_Items:_
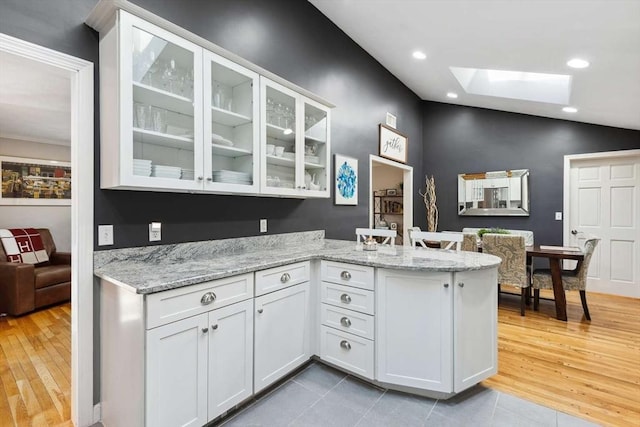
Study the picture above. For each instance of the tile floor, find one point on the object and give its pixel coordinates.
(321, 396)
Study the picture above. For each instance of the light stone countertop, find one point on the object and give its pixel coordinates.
(153, 269)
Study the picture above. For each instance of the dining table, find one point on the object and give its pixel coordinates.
(556, 254)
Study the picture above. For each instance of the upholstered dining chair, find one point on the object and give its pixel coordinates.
(513, 268)
(572, 280)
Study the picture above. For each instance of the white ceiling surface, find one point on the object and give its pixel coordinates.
(527, 35)
(35, 101)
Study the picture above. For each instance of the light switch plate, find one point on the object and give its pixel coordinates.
(105, 235)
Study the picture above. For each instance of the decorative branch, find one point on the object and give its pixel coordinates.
(429, 199)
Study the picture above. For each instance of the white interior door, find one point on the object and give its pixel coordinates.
(604, 200)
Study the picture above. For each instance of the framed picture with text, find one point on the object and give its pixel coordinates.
(393, 144)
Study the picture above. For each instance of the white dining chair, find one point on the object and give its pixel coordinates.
(389, 235)
(419, 237)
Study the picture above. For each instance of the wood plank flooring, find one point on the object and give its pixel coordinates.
(587, 369)
(35, 369)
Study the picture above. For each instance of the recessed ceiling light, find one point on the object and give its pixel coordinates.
(419, 55)
(578, 63)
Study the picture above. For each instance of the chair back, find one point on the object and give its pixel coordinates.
(389, 235)
(511, 249)
(451, 238)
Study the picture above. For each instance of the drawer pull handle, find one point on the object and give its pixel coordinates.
(208, 298)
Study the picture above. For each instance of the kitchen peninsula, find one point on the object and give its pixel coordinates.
(198, 328)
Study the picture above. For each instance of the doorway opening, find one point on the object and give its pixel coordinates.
(390, 198)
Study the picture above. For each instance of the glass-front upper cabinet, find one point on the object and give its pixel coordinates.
(159, 143)
(231, 133)
(294, 143)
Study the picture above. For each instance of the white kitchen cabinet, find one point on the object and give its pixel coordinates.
(282, 331)
(176, 373)
(230, 357)
(436, 331)
(295, 142)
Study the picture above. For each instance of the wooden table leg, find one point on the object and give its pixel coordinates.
(558, 290)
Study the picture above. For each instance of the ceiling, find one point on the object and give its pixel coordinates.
(35, 101)
(537, 36)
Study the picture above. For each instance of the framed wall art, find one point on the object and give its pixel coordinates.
(346, 180)
(35, 182)
(393, 144)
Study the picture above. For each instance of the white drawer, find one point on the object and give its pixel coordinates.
(347, 297)
(347, 351)
(347, 320)
(176, 304)
(347, 274)
(282, 277)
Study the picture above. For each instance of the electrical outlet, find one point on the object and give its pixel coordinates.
(155, 234)
(105, 235)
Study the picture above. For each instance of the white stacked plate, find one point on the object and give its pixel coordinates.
(232, 177)
(163, 171)
(142, 167)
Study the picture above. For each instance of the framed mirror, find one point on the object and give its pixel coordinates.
(498, 193)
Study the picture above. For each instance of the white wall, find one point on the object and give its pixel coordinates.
(55, 218)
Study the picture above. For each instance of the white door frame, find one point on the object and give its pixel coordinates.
(82, 140)
(568, 159)
(407, 193)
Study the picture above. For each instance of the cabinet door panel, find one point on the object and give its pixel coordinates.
(281, 333)
(230, 356)
(176, 379)
(475, 325)
(413, 330)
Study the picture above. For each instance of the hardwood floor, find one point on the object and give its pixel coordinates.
(35, 369)
(587, 369)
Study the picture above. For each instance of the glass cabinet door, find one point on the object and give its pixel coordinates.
(316, 147)
(166, 131)
(281, 154)
(231, 126)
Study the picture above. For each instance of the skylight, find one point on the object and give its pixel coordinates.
(538, 87)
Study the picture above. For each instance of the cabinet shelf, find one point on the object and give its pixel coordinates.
(161, 98)
(163, 139)
(225, 151)
(228, 118)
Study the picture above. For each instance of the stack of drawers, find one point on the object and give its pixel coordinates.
(347, 317)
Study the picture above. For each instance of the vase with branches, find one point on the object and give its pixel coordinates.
(429, 199)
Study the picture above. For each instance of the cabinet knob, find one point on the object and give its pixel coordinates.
(345, 344)
(208, 298)
(345, 298)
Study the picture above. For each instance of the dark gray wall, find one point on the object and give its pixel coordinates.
(466, 139)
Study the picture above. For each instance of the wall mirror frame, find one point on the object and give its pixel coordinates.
(497, 193)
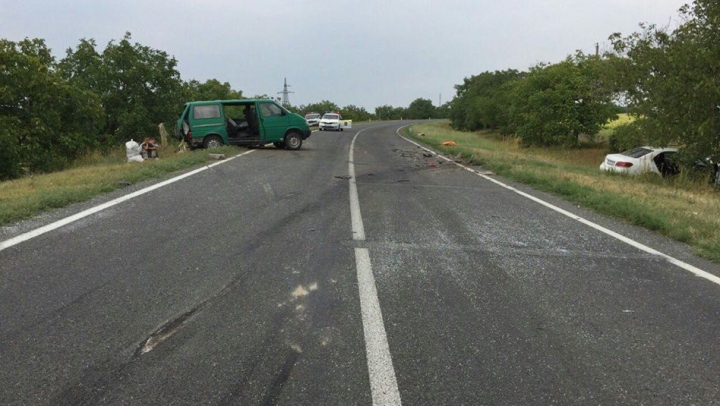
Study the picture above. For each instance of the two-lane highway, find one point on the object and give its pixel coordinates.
(273, 278)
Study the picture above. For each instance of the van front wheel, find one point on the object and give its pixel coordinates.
(212, 141)
(293, 141)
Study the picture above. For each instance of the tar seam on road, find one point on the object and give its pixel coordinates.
(684, 265)
(71, 219)
(383, 383)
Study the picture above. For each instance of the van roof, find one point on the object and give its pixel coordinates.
(236, 101)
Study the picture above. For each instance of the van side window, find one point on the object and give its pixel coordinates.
(270, 109)
(211, 111)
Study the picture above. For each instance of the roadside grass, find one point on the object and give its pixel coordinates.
(90, 176)
(681, 208)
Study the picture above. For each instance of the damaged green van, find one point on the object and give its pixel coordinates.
(251, 123)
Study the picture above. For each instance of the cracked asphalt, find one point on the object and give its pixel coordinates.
(238, 285)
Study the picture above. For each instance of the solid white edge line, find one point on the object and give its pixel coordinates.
(695, 270)
(358, 229)
(383, 383)
(71, 219)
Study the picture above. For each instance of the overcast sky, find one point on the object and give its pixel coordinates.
(365, 53)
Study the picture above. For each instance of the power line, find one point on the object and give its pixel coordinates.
(286, 93)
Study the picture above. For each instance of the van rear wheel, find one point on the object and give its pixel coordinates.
(293, 141)
(212, 141)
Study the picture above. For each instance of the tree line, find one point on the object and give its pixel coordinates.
(54, 111)
(667, 80)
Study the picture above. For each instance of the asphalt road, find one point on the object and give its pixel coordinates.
(358, 270)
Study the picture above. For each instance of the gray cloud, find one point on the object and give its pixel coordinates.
(367, 53)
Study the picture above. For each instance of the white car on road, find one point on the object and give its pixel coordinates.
(312, 119)
(331, 121)
(642, 159)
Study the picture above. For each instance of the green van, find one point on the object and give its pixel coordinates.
(251, 123)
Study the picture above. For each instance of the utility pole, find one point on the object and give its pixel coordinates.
(285, 93)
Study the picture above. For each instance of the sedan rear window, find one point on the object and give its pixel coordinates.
(636, 152)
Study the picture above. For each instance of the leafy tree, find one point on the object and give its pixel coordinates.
(45, 121)
(355, 113)
(483, 101)
(555, 104)
(212, 89)
(671, 80)
(139, 87)
(420, 109)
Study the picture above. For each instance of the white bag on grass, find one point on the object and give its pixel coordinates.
(133, 150)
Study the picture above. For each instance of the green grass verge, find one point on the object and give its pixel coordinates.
(679, 208)
(27, 197)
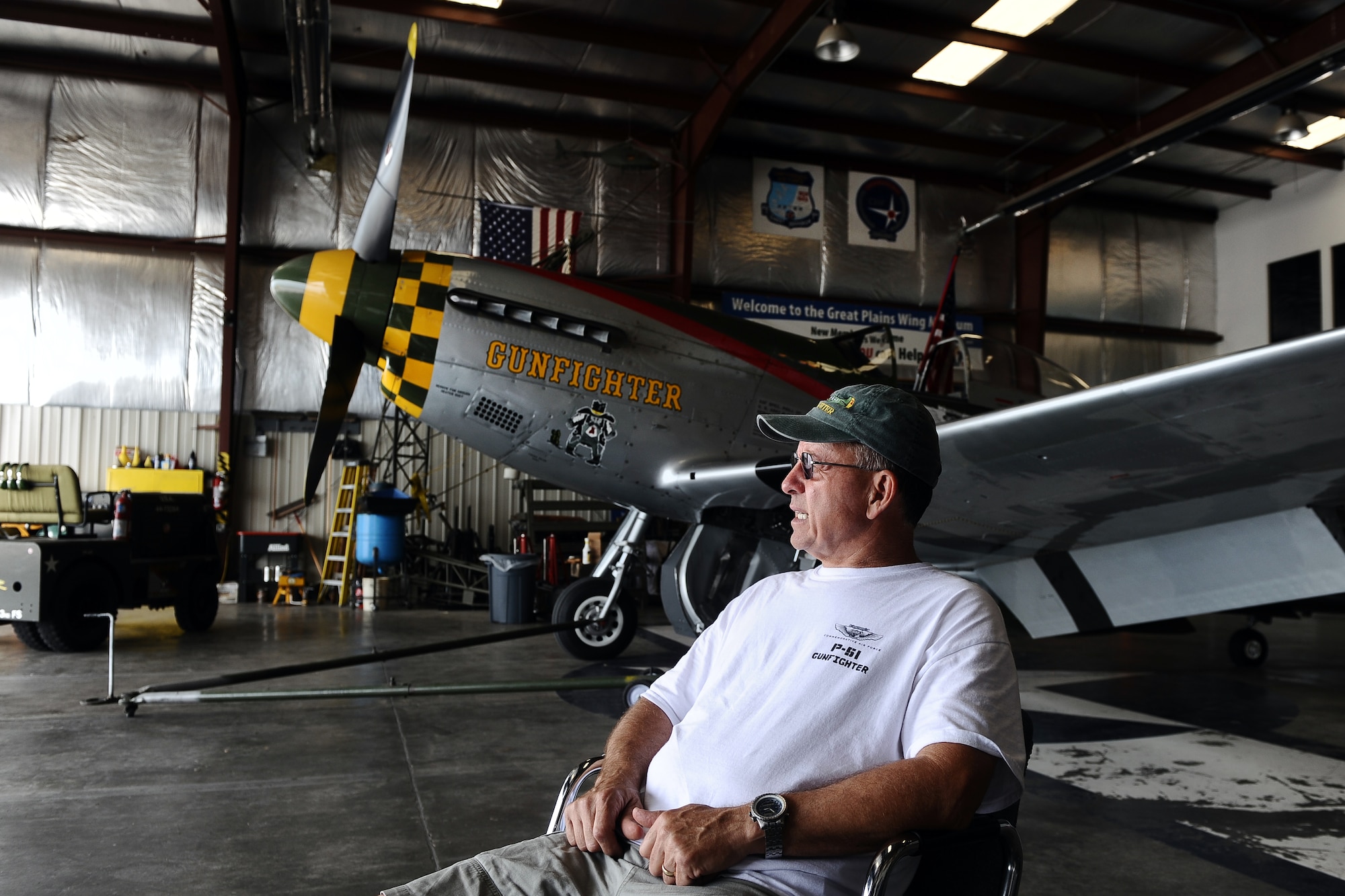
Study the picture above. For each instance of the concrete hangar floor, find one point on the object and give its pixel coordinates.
(1159, 768)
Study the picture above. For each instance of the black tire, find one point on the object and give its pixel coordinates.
(603, 639)
(198, 603)
(30, 635)
(1247, 647)
(87, 588)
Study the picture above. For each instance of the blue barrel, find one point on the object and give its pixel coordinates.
(385, 534)
(379, 525)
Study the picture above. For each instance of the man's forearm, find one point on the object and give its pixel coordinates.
(633, 744)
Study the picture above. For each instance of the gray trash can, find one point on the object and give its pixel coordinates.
(513, 583)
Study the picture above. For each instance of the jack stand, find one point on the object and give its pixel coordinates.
(112, 692)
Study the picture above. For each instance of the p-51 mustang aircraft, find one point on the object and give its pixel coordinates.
(1208, 487)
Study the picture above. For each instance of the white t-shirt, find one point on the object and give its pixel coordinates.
(812, 677)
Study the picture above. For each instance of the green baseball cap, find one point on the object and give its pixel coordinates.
(890, 420)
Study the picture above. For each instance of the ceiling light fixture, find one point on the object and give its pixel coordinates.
(958, 64)
(836, 44)
(961, 64)
(1320, 134)
(1291, 126)
(1022, 17)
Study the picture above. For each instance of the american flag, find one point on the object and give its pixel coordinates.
(527, 235)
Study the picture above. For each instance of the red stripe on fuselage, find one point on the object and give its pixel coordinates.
(693, 329)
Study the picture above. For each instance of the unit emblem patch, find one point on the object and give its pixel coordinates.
(883, 206)
(790, 201)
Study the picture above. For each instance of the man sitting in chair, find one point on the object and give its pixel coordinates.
(824, 715)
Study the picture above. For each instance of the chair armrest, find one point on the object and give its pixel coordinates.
(571, 788)
(887, 857)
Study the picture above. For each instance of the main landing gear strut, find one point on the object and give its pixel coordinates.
(599, 598)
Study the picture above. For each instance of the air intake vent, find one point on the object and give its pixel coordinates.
(498, 415)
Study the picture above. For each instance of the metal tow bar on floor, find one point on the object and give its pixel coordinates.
(397, 690)
(189, 692)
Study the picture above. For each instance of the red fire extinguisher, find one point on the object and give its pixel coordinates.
(122, 516)
(553, 561)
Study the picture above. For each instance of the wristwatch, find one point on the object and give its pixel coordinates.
(769, 810)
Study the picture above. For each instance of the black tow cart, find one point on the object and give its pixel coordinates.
(60, 565)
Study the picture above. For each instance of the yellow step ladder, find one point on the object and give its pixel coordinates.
(340, 560)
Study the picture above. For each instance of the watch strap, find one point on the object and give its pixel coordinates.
(774, 838)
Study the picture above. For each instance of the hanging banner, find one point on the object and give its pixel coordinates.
(825, 319)
(787, 198)
(883, 212)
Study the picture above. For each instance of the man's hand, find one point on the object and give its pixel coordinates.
(696, 841)
(591, 821)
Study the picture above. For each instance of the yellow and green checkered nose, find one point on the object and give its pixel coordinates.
(397, 306)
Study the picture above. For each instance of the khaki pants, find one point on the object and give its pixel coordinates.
(551, 866)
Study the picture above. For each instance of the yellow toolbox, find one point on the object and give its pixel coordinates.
(151, 479)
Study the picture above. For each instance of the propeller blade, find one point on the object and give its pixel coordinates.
(344, 366)
(375, 233)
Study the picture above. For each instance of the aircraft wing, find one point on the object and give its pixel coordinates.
(1206, 487)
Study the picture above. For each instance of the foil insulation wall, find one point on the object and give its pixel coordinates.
(135, 329)
(731, 255)
(1126, 268)
(98, 326)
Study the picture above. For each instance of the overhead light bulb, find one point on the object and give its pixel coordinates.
(1291, 127)
(836, 44)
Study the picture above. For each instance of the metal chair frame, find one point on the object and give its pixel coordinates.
(876, 883)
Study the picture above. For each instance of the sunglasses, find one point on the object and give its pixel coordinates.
(810, 463)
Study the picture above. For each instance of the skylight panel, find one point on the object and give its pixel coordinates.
(1321, 132)
(958, 64)
(1022, 17)
(961, 64)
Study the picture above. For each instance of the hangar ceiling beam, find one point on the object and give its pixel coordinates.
(111, 21)
(236, 99)
(549, 22)
(1284, 68)
(806, 67)
(894, 132)
(1143, 206)
(891, 18)
(1265, 24)
(186, 30)
(700, 131)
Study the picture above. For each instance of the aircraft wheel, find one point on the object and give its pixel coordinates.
(1247, 647)
(30, 635)
(200, 602)
(84, 589)
(605, 638)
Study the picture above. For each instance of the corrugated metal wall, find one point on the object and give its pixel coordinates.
(87, 439)
(477, 494)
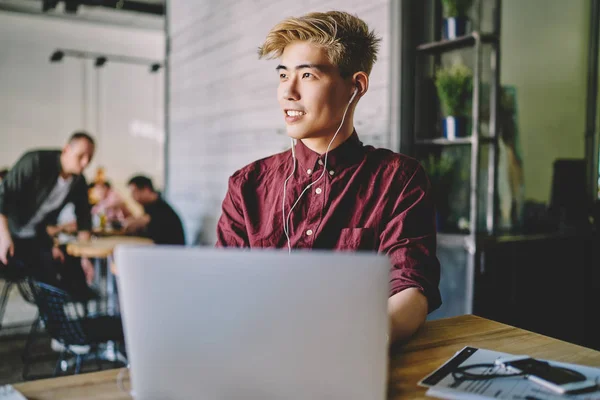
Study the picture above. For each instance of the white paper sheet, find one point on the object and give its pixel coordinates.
(442, 384)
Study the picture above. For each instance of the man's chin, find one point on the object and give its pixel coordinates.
(299, 134)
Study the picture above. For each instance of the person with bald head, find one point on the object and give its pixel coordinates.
(32, 195)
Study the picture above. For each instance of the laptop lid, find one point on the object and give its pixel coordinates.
(236, 324)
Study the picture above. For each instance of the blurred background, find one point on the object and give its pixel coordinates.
(497, 99)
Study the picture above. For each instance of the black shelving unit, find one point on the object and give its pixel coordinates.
(435, 49)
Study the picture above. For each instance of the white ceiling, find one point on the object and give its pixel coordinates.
(101, 15)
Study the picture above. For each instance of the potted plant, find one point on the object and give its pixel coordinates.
(456, 20)
(454, 86)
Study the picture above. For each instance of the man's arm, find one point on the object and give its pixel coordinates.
(83, 210)
(407, 310)
(136, 224)
(409, 239)
(231, 229)
(14, 181)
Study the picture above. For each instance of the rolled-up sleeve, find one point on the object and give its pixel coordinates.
(409, 240)
(231, 228)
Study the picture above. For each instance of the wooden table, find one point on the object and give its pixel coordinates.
(102, 247)
(430, 348)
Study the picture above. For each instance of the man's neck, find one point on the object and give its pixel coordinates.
(319, 145)
(62, 173)
(153, 198)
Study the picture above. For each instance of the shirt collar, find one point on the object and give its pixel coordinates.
(350, 152)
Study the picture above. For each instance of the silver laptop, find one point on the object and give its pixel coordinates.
(225, 324)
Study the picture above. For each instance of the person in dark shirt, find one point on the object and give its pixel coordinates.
(32, 195)
(159, 222)
(330, 191)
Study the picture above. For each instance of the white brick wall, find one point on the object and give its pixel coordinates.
(223, 108)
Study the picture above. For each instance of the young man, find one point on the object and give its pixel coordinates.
(32, 195)
(330, 191)
(159, 222)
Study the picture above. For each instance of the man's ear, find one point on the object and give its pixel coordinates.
(361, 83)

_Task objective:_
Copy out the lines above word for word, from the one containing "wooden table, find" through the final line, with both ends included.

_Correct answer:_
Study the picture above. For each instance of the wooden table, find one point on the object and give its pixel coordinates.
(102, 247)
(430, 348)
Study the picture above. For each instance of the man's neck, find one point on the object and give its pixel coordinates.
(319, 145)
(62, 173)
(153, 198)
Study the picture above. For each instance of the shirt collar, find one point on the object and give its pixel coordinates.
(350, 152)
Study the picture above. For each instance of the silver laptop, find one point on the object and give its pixel coordinates.
(225, 324)
Study the picture above. For each instance of the person in dark shirt, find one point on the object and give its pixel coordinates.
(32, 195)
(159, 222)
(330, 191)
Study the picture above. For each instance of the white brick wall, find one point on the object and give its pixel coordinates.
(223, 108)
Study the picture above. For each instance of the young man, find one point on the object and give its pixel coordinates.
(32, 195)
(330, 191)
(159, 222)
Study the picture above. For each instance of the man's ear, find one point on the object and give its pixel coordinates.
(361, 83)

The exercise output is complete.